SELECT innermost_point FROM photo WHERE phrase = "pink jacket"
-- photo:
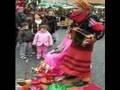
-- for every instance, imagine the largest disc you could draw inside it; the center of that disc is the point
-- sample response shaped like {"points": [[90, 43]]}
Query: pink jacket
{"points": [[43, 39]]}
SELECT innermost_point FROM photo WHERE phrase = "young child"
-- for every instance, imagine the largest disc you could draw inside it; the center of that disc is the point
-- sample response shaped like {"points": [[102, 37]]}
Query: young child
{"points": [[25, 38], [54, 57], [42, 41]]}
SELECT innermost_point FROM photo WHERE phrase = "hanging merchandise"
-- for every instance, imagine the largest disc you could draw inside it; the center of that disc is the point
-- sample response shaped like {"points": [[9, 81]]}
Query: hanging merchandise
{"points": [[91, 86], [58, 86]]}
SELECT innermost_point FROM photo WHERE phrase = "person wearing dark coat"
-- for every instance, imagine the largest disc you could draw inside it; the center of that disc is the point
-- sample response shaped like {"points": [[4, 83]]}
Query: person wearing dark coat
{"points": [[51, 21]]}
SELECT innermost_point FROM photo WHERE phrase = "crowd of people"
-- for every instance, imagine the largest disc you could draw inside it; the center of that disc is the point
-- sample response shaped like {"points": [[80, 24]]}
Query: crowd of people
{"points": [[72, 57]]}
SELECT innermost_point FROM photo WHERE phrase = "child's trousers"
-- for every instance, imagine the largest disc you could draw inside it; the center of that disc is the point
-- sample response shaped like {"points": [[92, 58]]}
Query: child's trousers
{"points": [[41, 51], [25, 49]]}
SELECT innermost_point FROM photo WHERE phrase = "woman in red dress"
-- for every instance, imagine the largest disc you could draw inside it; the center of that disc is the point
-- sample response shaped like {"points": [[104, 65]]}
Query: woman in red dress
{"points": [[77, 60]]}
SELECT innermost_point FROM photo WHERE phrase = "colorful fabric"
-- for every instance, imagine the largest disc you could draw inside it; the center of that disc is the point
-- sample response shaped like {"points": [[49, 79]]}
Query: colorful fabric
{"points": [[79, 18], [91, 86], [55, 59], [58, 86], [43, 39], [77, 62]]}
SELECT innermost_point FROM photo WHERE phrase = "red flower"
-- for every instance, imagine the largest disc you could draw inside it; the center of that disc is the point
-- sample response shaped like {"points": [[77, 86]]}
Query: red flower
{"points": [[99, 27]]}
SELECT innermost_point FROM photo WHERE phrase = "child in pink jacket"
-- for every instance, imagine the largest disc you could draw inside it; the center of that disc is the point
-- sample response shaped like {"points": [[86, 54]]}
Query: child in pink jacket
{"points": [[42, 41]]}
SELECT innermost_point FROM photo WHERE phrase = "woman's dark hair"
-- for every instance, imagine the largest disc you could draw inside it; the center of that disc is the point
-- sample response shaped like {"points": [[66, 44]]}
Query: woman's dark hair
{"points": [[44, 26], [79, 36]]}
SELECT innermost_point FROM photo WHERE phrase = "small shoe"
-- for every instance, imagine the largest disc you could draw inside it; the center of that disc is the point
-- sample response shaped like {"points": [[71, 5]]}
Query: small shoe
{"points": [[38, 58]]}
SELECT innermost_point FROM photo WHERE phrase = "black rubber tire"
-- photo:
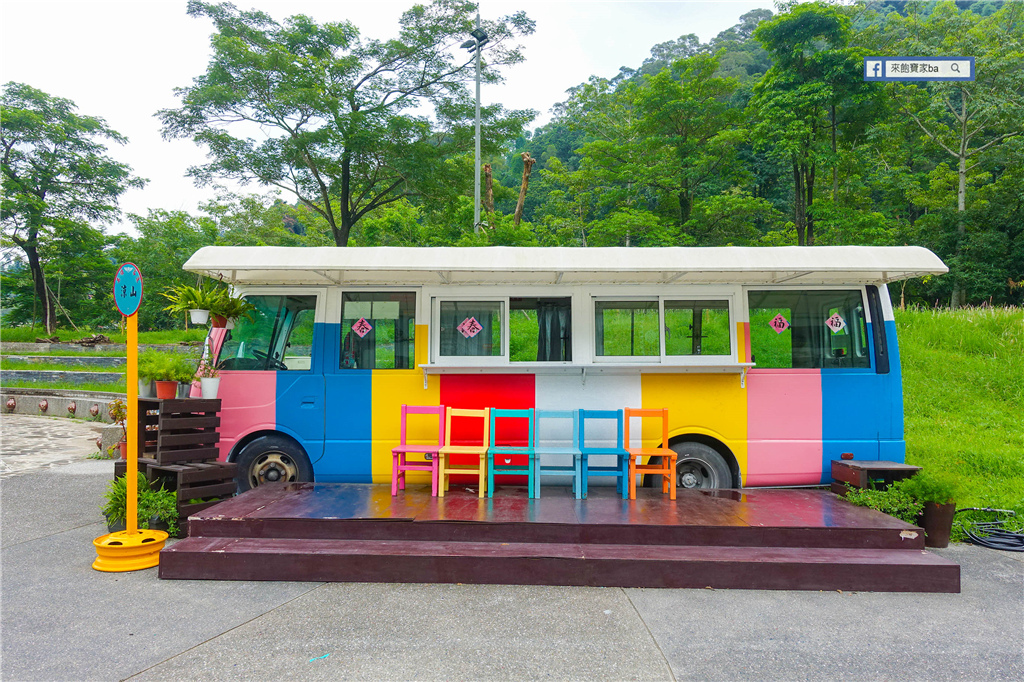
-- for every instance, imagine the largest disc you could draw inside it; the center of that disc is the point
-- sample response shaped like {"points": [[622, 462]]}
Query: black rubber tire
{"points": [[271, 458], [700, 466]]}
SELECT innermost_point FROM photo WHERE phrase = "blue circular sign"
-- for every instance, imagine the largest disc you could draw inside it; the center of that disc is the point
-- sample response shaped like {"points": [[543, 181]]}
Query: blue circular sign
{"points": [[128, 289]]}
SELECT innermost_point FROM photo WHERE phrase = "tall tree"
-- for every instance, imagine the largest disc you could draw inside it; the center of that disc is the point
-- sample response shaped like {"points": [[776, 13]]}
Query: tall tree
{"points": [[967, 120], [57, 179], [798, 99], [347, 124]]}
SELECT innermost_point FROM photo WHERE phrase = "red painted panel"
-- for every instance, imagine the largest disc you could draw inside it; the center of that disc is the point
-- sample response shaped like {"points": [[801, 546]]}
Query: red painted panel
{"points": [[475, 391]]}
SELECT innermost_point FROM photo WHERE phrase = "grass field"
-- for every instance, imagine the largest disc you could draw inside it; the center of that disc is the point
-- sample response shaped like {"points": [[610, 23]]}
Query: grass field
{"points": [[963, 387], [964, 399], [29, 334]]}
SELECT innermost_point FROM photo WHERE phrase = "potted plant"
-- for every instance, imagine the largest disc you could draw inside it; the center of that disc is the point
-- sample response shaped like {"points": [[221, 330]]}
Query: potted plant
{"points": [[229, 309], [209, 378], [155, 507], [119, 414], [168, 370], [198, 301], [938, 495]]}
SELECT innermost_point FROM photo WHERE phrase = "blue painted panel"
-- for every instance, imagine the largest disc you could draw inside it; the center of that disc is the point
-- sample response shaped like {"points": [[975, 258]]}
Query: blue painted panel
{"points": [[348, 429], [859, 409], [345, 462], [299, 401]]}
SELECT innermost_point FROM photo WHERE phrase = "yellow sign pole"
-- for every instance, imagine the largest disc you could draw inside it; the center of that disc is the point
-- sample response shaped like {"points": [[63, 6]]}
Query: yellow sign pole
{"points": [[131, 513], [130, 549]]}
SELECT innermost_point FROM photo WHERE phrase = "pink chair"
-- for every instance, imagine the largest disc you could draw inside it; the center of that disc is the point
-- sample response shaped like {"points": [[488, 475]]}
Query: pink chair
{"points": [[399, 463]]}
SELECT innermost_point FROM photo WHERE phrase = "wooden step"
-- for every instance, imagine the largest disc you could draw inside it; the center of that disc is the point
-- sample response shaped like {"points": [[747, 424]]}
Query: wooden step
{"points": [[760, 518], [558, 563]]}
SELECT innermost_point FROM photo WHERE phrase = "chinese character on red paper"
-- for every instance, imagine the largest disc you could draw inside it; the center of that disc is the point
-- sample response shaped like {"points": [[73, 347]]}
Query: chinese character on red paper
{"points": [[836, 324], [470, 328], [779, 324], [361, 327]]}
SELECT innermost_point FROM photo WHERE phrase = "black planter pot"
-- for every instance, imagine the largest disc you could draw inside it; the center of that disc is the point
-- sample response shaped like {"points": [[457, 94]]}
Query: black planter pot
{"points": [[938, 523]]}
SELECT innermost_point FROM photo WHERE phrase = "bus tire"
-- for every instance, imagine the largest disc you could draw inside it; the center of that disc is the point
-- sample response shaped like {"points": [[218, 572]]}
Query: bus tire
{"points": [[700, 466], [271, 459]]}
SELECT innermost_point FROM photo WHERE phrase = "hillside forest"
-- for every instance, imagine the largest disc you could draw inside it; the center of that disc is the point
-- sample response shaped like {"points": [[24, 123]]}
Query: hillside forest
{"points": [[765, 135]]}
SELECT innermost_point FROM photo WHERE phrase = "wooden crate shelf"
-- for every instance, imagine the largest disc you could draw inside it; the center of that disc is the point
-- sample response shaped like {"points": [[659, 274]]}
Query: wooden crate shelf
{"points": [[178, 430]]}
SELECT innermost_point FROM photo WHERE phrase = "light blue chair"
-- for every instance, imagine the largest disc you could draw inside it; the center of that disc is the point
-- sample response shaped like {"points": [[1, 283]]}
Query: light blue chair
{"points": [[499, 455], [592, 446], [574, 465]]}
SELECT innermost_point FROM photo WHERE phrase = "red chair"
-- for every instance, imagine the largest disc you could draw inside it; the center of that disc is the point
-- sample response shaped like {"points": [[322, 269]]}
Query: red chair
{"points": [[666, 465], [399, 463], [478, 451]]}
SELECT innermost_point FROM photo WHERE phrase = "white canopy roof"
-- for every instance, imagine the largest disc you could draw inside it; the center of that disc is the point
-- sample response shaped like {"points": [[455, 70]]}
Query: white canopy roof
{"points": [[511, 265]]}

* * * * * * * * *

**Written request:** Which lines of the entries above contain the word "black"? Copy each of them in full.

**Worked answer:**
SELECT innermost_point FROM photo WHERE phrase = "black rubber tire"
Query: black rubber tire
SELECT innermost_point FROM photo WHERE phrase = "black planter pot"
Query: black planter pot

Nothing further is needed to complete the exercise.